■ **The task**
Reproduce the listing that follows so that each line matches the original exactly.

[Data to use Boundary: Start]

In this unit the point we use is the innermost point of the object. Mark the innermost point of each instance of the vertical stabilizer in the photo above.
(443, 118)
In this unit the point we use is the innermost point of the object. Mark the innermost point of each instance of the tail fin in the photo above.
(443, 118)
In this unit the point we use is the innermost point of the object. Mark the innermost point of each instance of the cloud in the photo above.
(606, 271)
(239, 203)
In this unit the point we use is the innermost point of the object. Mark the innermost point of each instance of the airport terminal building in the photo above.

[Data to use Boundary: End]

■ **Expected output**
In this unit the point we use is the innermost point of the object. Mark the innermost point of each instance of the vertical stabilizer in the photo above.
(443, 118)
In this unit the point we use is the innermost point of the object. Mark the innermost point of each instance of the tail fin in the photo above.
(443, 118)
In this unit the point we use is the innermost point of the object. Mark the innermost point of each instance of the cloud in the photo above.
(606, 271)
(239, 203)
In this unit the point we use is the innermost point of the object. Mark the innermost point of each instance of the airport terminal building in the photo above.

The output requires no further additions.